* start TEXT *

1. This is a reference made to this Court by the learned Additional Sessions-Judge, Poona, and it raises a short question under the Bombay Tenancy and Agricultural Lands Act, 1948. The lands in question originally belonged to the undivided family consisting of Pandurang and his father. At the time of his father's death', Pandurang was a minor, and during his minority his uncle Kondaji managed his properties on his behalf. The lands in question have been let out to Vithal Ranguji for several years on oral tenancy. The rent due from the tenant was recovered by Kondaji in the past during the minority of Pandurang and it would appear that even after Pandurang became a major Kondaji still continued to manage the properties and to collect the rent from the tenant. On August 18, 1951, Kondaji passed a receipt to Vithal and the present proceedings have been commenced against Kondaji under the provisions of Section 81 of the Tenancy Act on the ground that the receipt which has been passed by Kondaji to the tenant Vithal is not in the form prescribed by the Act. Kondaji pleaded that he was not a landlord within the meaning of the Act, and though he did not dispute the allegation of the prosecution that the receipt given to the tenant was not in the prescribed form, he contended that failure to comply with the provisions of Section 26, Sub-section (2), would not make him liable to be punished under Section 81 of the Act. The learned Magistrate rejected this contention and found Kondaji guilty under Section 81(1) read with Section 26(2) of the Act. Accordingly he convicted him of the said offence and sentenced him to pay a fine of Rs. 15, in default to suffer simple imprisonment for one week. This order was challenged by the accused by a revisional application before the learned Additional Sessions Judge, Poona, and the learned Additional Sessions Judge was disposed to take the view that, since the accused was not a landlord within the meaning of the Tenancy Act, he could not be held to have committed any offence under Section 81 even though the receipt in question is not in the prescribed form. That is why he has made this reference to us and the short point which arises for our decision on this reference is whether the accused can be said to have committed an offence under Section 81 of the Tenancy Act.

* end TEXT *
* start LISTED ENTRIES *

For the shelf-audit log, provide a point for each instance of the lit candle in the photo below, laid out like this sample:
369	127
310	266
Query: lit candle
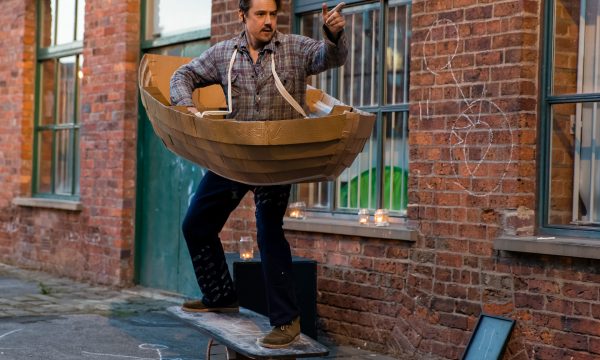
381	217
363	216
297	210
246	248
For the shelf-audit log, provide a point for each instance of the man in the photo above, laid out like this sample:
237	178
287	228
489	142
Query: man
247	68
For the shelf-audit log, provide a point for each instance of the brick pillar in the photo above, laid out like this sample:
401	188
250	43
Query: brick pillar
474	76
108	135
17	24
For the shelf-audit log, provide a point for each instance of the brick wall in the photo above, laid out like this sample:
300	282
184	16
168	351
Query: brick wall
17	23
97	243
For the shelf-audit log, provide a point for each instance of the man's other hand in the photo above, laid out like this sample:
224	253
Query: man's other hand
333	19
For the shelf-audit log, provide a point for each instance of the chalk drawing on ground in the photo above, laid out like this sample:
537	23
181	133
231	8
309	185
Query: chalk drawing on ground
155	347
6	335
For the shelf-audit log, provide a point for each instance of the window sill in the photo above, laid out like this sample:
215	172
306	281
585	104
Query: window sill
551	245
347	227
48	203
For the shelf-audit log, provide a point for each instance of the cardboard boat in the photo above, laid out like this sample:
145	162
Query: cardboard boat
317	148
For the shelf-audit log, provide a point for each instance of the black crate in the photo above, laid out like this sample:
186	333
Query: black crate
247	275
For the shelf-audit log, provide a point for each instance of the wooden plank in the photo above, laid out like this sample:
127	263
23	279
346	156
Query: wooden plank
240	331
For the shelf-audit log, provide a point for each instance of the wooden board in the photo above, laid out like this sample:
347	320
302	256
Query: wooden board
239	332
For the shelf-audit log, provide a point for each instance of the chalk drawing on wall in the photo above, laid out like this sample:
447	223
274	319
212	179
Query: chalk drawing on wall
481	137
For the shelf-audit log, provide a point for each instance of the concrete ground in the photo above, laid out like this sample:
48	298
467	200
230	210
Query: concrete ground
43	317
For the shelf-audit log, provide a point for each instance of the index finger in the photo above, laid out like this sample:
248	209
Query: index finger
338	7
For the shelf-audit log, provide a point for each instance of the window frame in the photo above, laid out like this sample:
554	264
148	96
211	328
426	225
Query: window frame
381	110
547	100
54	53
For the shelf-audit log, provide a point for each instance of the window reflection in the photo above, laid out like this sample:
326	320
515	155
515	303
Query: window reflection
170	17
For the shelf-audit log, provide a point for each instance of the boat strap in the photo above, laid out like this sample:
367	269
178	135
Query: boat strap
286	95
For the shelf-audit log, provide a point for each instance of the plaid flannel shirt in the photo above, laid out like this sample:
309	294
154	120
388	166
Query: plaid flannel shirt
254	94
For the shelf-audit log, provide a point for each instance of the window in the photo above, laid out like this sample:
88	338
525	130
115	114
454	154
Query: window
59	75
374	79
168	18
571	117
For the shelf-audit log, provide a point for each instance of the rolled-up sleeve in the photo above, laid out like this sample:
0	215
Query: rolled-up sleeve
326	54
201	71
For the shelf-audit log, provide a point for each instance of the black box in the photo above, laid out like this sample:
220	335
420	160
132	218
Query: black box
247	275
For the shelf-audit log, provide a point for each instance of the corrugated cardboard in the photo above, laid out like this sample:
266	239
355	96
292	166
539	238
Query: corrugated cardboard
254	152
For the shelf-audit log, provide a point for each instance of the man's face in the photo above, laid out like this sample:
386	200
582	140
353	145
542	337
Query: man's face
261	22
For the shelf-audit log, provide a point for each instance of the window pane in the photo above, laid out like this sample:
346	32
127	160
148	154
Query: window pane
47	23
358	77
77	158
63	171
80	19
169	17
576	47
44	181
315	195
65	31
79	82
397	51
46	96
357	185
575	165
395	160
66	89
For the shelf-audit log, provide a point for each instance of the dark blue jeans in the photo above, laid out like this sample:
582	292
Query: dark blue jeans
211	205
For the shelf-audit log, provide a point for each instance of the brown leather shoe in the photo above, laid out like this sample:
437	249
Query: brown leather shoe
281	336
198	306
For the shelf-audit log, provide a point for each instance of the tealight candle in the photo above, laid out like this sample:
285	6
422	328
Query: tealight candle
246	248
363	216
381	217
298	210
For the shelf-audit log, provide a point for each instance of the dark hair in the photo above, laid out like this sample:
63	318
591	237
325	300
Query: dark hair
245	5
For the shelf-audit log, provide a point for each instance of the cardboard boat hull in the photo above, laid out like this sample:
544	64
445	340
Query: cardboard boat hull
254	152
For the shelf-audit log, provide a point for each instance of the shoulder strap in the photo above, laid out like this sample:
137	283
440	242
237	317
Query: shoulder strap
286	95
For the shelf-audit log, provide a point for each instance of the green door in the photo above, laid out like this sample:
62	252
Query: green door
166	183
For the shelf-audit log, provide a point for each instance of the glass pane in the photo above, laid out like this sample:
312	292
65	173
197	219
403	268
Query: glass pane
575	165
576	47
65	31
315	195
47	88
77	160
169	17
44	162
80	19
311	25
357	185
63	172
358	77
66	89
397	51
48	23
188	49
395	159
79	82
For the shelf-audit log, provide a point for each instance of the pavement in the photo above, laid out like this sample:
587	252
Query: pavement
44	317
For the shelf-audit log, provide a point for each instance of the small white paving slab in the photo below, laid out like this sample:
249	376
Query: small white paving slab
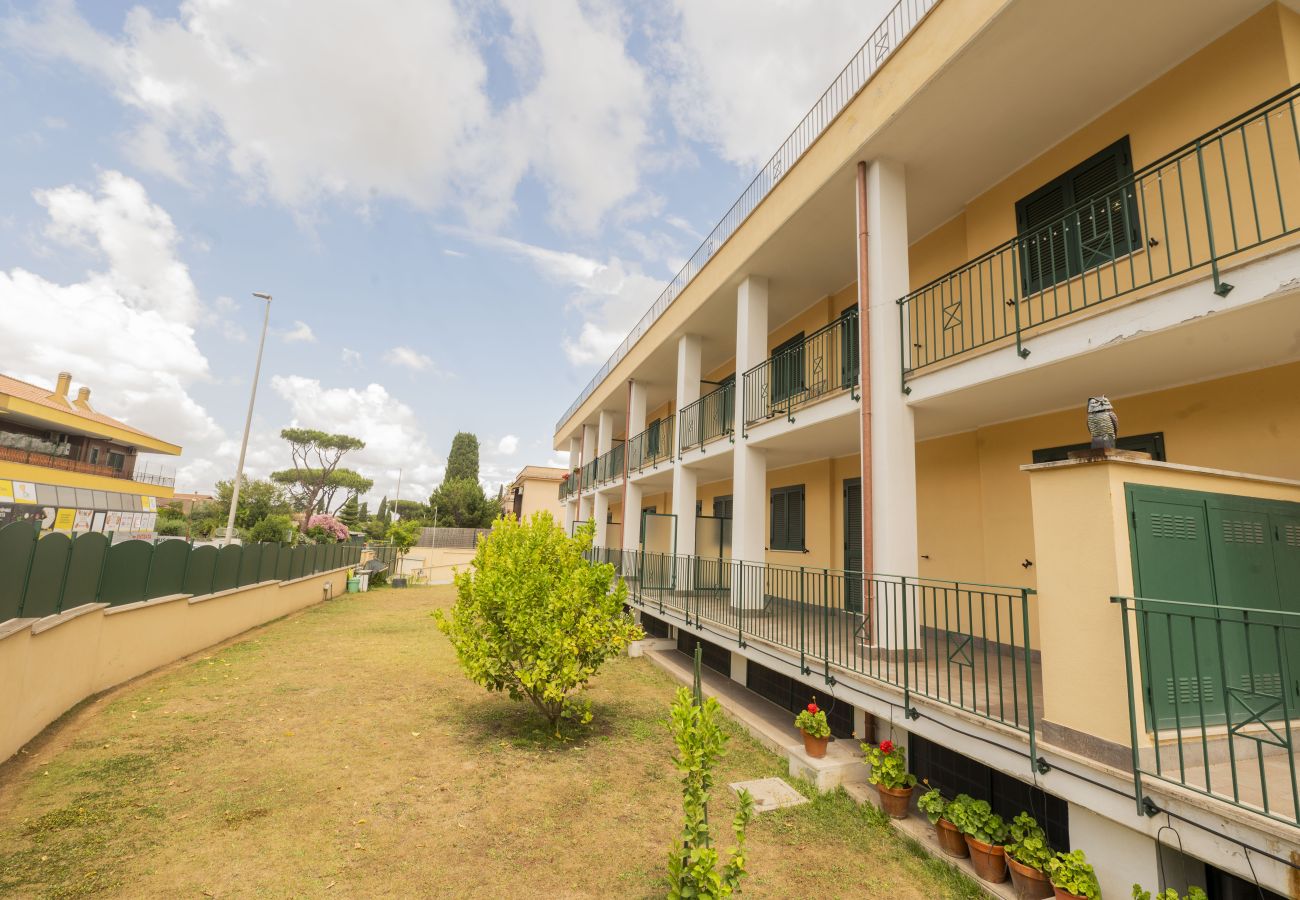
770	794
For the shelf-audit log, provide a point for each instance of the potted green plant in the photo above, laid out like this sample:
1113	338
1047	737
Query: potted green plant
1073	878
817	730
891	777
1169	894
1027	856
984	833
936	809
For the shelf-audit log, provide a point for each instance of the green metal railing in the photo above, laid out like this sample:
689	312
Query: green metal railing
824	362
1217	691
651	446
1230	190
609	466
963	645
707	419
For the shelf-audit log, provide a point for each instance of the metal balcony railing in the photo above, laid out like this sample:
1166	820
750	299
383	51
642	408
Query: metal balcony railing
651	446
963	645
64	463
897	24
1230	190
707	419
1220	696
824	362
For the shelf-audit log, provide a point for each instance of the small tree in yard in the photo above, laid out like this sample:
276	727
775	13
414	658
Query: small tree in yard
534	619
693	864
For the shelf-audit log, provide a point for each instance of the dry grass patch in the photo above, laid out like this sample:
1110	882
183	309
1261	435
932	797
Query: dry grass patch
342	753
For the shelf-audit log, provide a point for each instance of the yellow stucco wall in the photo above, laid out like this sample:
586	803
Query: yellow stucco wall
53	663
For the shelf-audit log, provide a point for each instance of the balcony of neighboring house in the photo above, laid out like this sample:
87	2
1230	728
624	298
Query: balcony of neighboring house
1160	245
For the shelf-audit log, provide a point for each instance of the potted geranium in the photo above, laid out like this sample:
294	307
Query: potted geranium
1027	856
984	833
936	809
1073	878
817	730
891	777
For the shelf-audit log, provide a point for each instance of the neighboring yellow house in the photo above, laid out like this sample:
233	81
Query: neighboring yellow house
850	437
73	468
534	489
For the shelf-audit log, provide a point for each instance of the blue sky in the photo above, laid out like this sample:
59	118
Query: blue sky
459	207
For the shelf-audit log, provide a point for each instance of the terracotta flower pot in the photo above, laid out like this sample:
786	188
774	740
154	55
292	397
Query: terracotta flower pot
988	860
895	801
950	840
1065	895
1028	882
814	747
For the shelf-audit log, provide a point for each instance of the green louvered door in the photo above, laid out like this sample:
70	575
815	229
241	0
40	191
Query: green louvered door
1239	553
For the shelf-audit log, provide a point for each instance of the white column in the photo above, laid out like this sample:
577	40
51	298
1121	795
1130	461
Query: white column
632	492
749	466
601	502
684	480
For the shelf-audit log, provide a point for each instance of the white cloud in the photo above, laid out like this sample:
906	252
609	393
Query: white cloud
299	333
358	105
126	329
744	74
408	358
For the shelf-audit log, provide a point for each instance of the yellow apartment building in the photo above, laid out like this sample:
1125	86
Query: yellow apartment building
534	489
848	450
73	468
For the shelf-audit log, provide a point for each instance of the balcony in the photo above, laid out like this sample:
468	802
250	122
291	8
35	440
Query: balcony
707	419
651	446
1230	191
64	463
823	363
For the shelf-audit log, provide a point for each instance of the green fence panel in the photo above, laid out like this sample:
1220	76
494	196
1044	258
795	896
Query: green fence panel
17	544
228	567
126	572
298	563
167	571
267	567
46	579
202	571
85	569
248	563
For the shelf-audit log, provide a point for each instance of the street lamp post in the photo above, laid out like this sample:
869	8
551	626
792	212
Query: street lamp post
252	397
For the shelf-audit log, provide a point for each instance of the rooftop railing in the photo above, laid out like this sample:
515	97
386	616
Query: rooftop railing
707	419
1230	190
823	362
1220	696
897	24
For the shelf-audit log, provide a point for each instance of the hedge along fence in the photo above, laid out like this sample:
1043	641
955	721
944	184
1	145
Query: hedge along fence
40	576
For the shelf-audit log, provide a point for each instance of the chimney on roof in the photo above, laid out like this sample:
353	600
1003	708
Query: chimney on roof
65	383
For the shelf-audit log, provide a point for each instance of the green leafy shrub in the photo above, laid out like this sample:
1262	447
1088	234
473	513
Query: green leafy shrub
811	721
1071	873
1027	843
693	864
888	765
534	619
932	804
1169	894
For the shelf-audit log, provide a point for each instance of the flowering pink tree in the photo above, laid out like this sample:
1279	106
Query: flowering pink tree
330	526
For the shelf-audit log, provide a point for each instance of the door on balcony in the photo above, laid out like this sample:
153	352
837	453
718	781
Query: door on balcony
853	545
1227	553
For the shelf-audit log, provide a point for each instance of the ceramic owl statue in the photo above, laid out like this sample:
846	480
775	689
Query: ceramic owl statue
1103	423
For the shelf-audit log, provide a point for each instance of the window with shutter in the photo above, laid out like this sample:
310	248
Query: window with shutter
1079	220
787	531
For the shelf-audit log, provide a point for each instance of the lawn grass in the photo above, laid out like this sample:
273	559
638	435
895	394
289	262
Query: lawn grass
342	753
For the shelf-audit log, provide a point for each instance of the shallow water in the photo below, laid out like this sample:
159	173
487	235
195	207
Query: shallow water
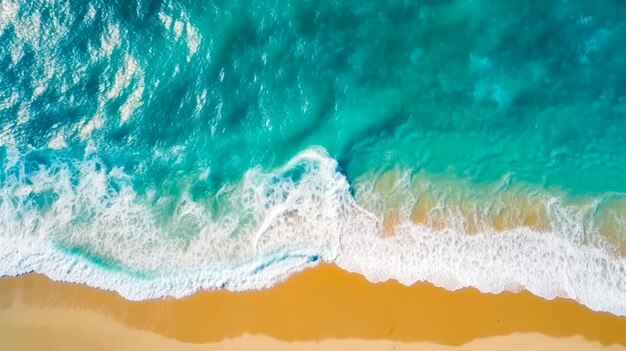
161	147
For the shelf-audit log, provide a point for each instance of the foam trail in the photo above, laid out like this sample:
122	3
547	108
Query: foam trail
279	223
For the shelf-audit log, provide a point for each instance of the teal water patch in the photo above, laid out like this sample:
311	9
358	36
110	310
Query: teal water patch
181	136
101	261
188	97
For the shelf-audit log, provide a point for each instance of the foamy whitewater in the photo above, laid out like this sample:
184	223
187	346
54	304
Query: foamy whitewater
159	148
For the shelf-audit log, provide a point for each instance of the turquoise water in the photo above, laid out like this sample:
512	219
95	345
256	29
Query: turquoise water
227	144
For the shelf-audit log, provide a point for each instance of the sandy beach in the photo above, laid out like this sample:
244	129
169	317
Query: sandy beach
319	308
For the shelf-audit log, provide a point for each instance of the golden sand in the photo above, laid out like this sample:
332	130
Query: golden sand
319	304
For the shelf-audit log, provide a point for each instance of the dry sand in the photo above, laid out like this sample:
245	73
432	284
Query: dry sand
320	308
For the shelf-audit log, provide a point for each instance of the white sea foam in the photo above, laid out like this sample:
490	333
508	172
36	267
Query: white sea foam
277	223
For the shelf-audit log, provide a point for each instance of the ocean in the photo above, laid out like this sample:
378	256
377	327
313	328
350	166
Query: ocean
161	147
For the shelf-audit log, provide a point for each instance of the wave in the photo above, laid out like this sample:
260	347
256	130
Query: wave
84	223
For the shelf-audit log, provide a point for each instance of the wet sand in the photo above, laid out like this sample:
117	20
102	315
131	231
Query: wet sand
317	308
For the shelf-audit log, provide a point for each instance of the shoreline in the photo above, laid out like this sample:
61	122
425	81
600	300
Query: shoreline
318	304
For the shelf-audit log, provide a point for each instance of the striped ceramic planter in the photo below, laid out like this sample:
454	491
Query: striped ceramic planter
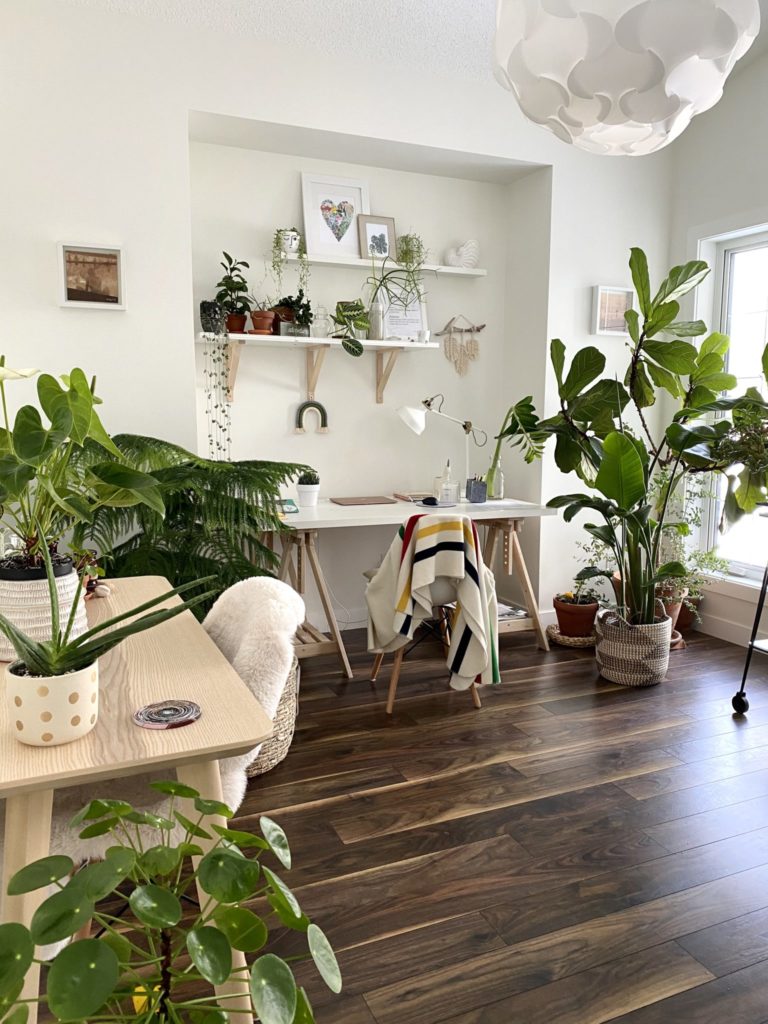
27	604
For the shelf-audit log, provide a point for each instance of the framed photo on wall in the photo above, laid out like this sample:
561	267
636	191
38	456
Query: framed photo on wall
377	236
332	206
90	276
608	306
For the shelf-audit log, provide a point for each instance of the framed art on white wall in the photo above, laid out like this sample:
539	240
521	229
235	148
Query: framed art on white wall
608	306
332	206
90	276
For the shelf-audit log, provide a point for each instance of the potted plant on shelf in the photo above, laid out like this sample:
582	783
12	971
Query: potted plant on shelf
620	465
45	491
164	967
232	293
52	688
307	488
576	610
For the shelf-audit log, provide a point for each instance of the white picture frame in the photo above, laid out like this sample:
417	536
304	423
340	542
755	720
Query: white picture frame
332	206
609	302
87	282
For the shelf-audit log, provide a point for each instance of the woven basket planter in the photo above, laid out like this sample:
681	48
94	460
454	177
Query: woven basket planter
632	655
27	604
275	748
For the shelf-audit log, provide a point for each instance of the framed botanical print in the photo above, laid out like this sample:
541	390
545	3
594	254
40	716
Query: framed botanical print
90	276
332	206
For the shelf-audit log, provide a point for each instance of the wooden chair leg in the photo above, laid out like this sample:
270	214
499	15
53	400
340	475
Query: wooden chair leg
395	678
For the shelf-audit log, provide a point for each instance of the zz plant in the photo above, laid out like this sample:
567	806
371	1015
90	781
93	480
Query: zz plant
602	434
164	966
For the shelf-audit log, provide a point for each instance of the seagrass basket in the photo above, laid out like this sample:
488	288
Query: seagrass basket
632	655
275	748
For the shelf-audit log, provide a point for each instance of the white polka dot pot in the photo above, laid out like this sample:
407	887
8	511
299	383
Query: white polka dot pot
48	711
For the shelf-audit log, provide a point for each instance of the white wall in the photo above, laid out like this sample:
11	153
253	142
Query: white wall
95	148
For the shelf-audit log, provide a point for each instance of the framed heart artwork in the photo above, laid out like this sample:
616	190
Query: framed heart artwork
332	206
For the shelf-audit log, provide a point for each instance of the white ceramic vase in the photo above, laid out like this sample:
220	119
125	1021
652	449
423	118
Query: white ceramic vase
27	605
48	711
307	495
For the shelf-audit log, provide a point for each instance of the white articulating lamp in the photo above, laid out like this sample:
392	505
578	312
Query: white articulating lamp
415	417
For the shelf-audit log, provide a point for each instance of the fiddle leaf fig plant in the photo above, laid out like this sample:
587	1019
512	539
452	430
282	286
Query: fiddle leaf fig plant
602	434
164	967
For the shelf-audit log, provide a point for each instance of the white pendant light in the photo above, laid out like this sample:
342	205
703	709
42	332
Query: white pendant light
620	77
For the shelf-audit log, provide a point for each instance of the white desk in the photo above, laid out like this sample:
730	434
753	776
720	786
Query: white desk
503	519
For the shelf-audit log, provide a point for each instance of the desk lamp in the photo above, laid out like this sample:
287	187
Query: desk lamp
415	417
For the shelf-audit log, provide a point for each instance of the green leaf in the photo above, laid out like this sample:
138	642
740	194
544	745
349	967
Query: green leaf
16	952
40	873
641	280
226	877
588	364
621	475
81	979
276	839
211	953
60	915
156	906
557	357
325	958
273	990
243	928
678	356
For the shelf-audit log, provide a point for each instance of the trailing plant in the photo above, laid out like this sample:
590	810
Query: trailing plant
232	288
62	653
165	968
216	515
352	318
594	439
43	483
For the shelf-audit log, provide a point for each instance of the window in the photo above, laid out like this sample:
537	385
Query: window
742	313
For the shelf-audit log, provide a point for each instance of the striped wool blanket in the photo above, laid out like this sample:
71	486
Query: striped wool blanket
398	597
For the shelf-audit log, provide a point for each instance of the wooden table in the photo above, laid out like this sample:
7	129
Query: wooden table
175	659
504	520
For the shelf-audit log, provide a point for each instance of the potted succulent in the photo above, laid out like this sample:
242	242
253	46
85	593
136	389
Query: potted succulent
232	293
307	489
52	688
576	610
45	491
165	966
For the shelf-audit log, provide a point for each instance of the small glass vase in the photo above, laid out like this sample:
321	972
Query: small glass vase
495	480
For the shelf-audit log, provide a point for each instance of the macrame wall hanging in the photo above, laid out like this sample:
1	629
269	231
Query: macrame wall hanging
459	342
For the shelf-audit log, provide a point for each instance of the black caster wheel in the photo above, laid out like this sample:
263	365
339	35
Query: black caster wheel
740	704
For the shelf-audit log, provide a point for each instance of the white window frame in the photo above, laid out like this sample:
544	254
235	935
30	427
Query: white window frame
725	249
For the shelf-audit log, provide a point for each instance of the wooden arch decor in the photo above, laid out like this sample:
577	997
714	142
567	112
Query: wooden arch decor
306	407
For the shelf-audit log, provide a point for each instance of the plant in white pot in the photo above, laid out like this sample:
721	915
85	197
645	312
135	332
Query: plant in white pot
307	489
45	489
52	688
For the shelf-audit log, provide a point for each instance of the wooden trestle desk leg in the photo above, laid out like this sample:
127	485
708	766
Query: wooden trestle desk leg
306	553
514	562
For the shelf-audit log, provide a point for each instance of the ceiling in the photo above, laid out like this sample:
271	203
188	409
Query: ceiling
388	33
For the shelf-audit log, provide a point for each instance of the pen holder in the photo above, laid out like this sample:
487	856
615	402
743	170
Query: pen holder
477	492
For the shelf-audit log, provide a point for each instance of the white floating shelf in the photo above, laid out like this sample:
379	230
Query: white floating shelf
365	264
315	348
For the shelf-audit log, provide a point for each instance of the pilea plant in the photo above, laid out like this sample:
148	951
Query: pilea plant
155	967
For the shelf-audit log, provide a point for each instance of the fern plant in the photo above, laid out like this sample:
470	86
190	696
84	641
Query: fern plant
216	514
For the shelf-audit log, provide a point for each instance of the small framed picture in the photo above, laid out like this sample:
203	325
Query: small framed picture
90	276
608	306
332	207
377	236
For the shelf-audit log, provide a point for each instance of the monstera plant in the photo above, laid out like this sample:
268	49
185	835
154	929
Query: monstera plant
602	434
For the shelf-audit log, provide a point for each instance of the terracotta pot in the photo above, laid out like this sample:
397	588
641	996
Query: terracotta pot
263	321
236	323
576	620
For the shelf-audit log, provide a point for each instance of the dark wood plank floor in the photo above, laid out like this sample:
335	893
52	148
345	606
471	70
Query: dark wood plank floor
574	852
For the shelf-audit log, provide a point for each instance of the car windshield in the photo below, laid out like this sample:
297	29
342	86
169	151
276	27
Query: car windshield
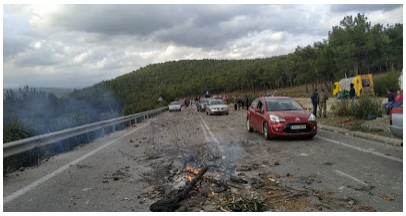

* end LISTED ENTRIES *

_STATED EXERCISE:_ Set down the whole judgment passage above word for word, with no changes.

_EXPECTED ANSWER:_
1. This is a reference made to this Court by the learned Additional Sessions-Judge, Poona, and it raises a short question under the Bombay Tenancy and Agricultural Lands Act, 1948. The lands in question originally belonged to the undivided family consisting of Pandurang and his father. At the time of his father's death', Pandurang was a minor, and during his minority his uncle Kondaji managed his properties on his behalf. The lands in question have been let out to Vithal Ranguji for several years on oral tenancy. The rent due from the tenant was recovered by Kondaji in the past during the minority of Pandurang and it would appear that even after Pandurang became a major Kondaji still continued to manage the properties and to collect the rent from the tenant. On August 18, 1951, Kondaji passed a receipt to Vithal and the present proceedings have been commenced against Kondaji under the provisions of Section 81 of the Tenancy Act on the ground that the receipt which has been passed by Kondaji to the tenant Vithal is not in the form prescribed by the Act. Kondaji pleaded that he was not a landlord within the meaning of the Act, and though he did not dispute the allegation of the prosecution that the receipt given to the tenant was not in the prescribed form, he contended that failure to comply with the provisions of Section 26, Sub-section (2), would not make him liable to be punished under Section 81 of the Act. The learned Magistrate rejected this contention and found Kondaji guilty under Section 81(1) read with Section 26(2) of the Act. Accordingly he convicted him of the said offence and sentenced him to pay a fine of Rs. 15, in default to suffer simple imprisonment for one week. This order was challenged by the accused by a revisional application before the learned Additional Sessions Judge, Poona, and the learned Additional Sessions Judge was disposed to take the view that, since the accused was not a landlord within the meaning of the Tenancy Act, he could not be held to have committed any offence under Section 81 even though the receipt in question is not in the prescribed form. That is why he has made this reference to us and the short point which arises for our decision on this reference is whether the accused can be said to have committed an offence under Section 81 of the Tenancy Act.